* Given passage:
Monday, 4 November 2013

The Murder of Angela Wolliscroft

This is one case in which the killer did not get away with it, brought to justice by diligent Police work.  What remains a mystery is why the killer had to shoot a totally non threatening young woman.   The victim was 20 year old Angela Wolliscroft, a teller at Barclays Bank on Upper Ham Road, near Richmond in Surrey.  The tragic events began on 10th November 1975 when a dark skinned man walked in carrying a yellow raincoat and wearing dark glasses.  Concealed inside the raincoat was a double barreled sawn off shotgun.  He pointed the gun at Miss Wolliscroft and demanded money.  She complied and handed over money, but suddenly the gun went off, shattering the safety screen and severely wounding her.  The gunman then made his escape.  Miss Wolliscroft died on the way to hospital.  This was now murder.

     The raincoat had been dropped and when examined, a piece of paper was found inside one of the pockets.  It was an entry form for a wine making competition with "Grahame" written on it, and the form was traced to a Miss Marshall.  The man leading the hunt, Jim Sewell, sent men to question Miss Marshall.  They were told that she had parked her car, an Austin A40, at Bentall`s in Kingston, Surrey, and when she returned to it, she realised it had been moved and a yellow raincoat and sunglasses were missing.  The car matched the description of the car seen with the robber inside.

* Required actions:
(1) In the passage on the Angela Wolliscroft murder, what was found inside one of the pockets of the dropped raincoat?
(2) Reproduce the stretch of the passage on the Angela Wolliscroft murder from "This is one" through "was now murder.".

* Study material:
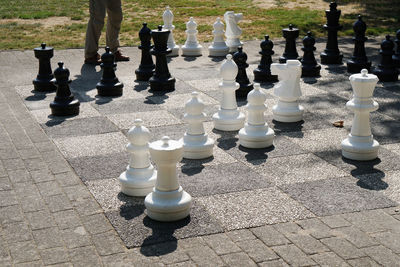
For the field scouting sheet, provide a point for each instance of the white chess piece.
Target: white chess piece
(228, 117)
(218, 48)
(140, 175)
(256, 133)
(288, 91)
(168, 17)
(233, 31)
(360, 144)
(196, 143)
(168, 201)
(191, 46)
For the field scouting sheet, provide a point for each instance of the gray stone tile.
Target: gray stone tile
(253, 208)
(327, 197)
(136, 229)
(79, 127)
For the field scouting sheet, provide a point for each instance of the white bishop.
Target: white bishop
(140, 176)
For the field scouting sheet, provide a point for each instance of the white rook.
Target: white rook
(140, 176)
(168, 17)
(191, 46)
(360, 144)
(228, 117)
(196, 143)
(168, 202)
(288, 91)
(218, 48)
(256, 133)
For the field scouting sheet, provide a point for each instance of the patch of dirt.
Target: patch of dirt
(311, 4)
(46, 23)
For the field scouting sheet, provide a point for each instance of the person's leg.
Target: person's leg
(97, 10)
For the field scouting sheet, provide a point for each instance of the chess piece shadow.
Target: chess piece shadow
(368, 176)
(162, 232)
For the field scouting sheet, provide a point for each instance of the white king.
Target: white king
(360, 144)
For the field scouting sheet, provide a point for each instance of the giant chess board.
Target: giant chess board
(303, 175)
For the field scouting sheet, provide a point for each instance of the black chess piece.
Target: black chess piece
(290, 34)
(359, 59)
(396, 56)
(309, 66)
(386, 71)
(146, 67)
(263, 72)
(331, 54)
(109, 84)
(161, 79)
(246, 86)
(43, 81)
(64, 103)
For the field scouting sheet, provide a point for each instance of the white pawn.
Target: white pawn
(256, 133)
(228, 117)
(168, 202)
(233, 31)
(218, 48)
(360, 144)
(191, 46)
(196, 143)
(168, 17)
(140, 176)
(288, 91)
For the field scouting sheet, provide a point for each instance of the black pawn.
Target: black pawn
(43, 81)
(161, 79)
(64, 103)
(396, 56)
(246, 86)
(309, 66)
(331, 54)
(263, 71)
(359, 59)
(109, 84)
(146, 67)
(386, 71)
(290, 34)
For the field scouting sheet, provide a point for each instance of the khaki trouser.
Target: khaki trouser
(97, 9)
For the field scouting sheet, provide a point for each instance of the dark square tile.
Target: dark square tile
(336, 195)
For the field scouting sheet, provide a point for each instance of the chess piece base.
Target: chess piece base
(356, 67)
(218, 51)
(312, 71)
(109, 89)
(68, 108)
(192, 51)
(330, 58)
(256, 136)
(288, 112)
(162, 85)
(360, 148)
(263, 76)
(168, 206)
(44, 85)
(228, 120)
(387, 75)
(197, 146)
(138, 182)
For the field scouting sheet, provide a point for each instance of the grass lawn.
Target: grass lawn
(24, 24)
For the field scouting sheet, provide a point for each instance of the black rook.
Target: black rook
(359, 59)
(290, 34)
(64, 103)
(331, 54)
(146, 67)
(161, 79)
(43, 81)
(109, 84)
(263, 72)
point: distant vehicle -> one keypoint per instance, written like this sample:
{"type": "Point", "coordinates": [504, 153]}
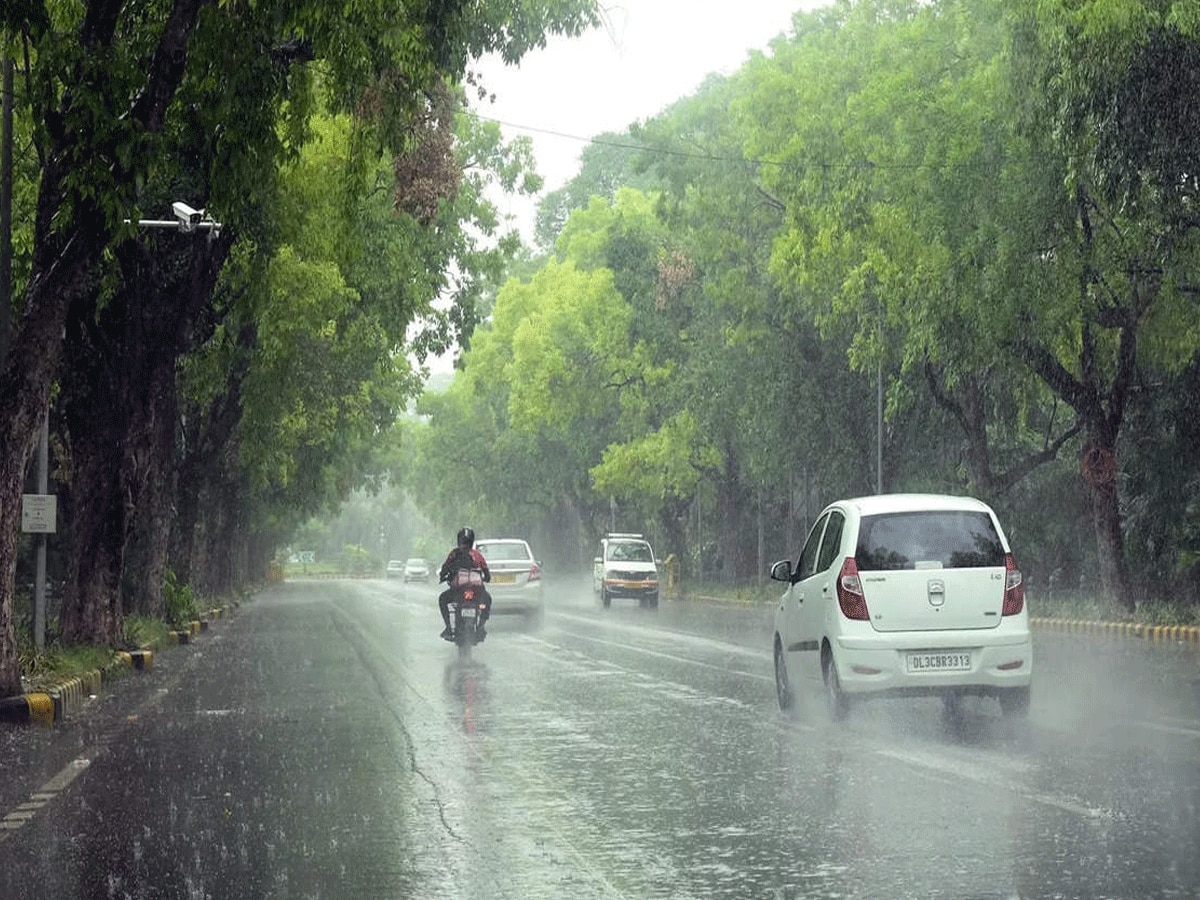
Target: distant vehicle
{"type": "Point", "coordinates": [625, 568]}
{"type": "Point", "coordinates": [900, 595]}
{"type": "Point", "coordinates": [516, 579]}
{"type": "Point", "coordinates": [418, 570]}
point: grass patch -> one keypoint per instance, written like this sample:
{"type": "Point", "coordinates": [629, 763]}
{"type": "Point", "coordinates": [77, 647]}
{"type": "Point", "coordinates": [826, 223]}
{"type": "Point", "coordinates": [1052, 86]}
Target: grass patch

* Solved problems:
(1) An entry form for a wine making competition with "Grahame" written on it.

(2)
This is one case in which the killer did not get away with it, brought to justice by diligent Police work.  What remains a mystery is why the killer had to shoot a totally non threatening young woman.   The victim was 20 year old Angela Wolliscroft, a teller at Barclays Bank on Upper Ham Road, near Richmond in Surrey.  The tragic events began on 10th November 1975 when a dark skinned man walked in carrying a yellow raincoat and wearing dark glasses.  Concealed inside the raincoat was a double barreled sawn off shotgun.  He pointed the gun at Miss Wolliscroft and demanded money.  She complied and handed over money, but suddenly the gun went off, shattering the safety screen and severely wounding her.  The gunman then made his escape.  Miss Wolliscroft died on the way to hospital.  This was now murder.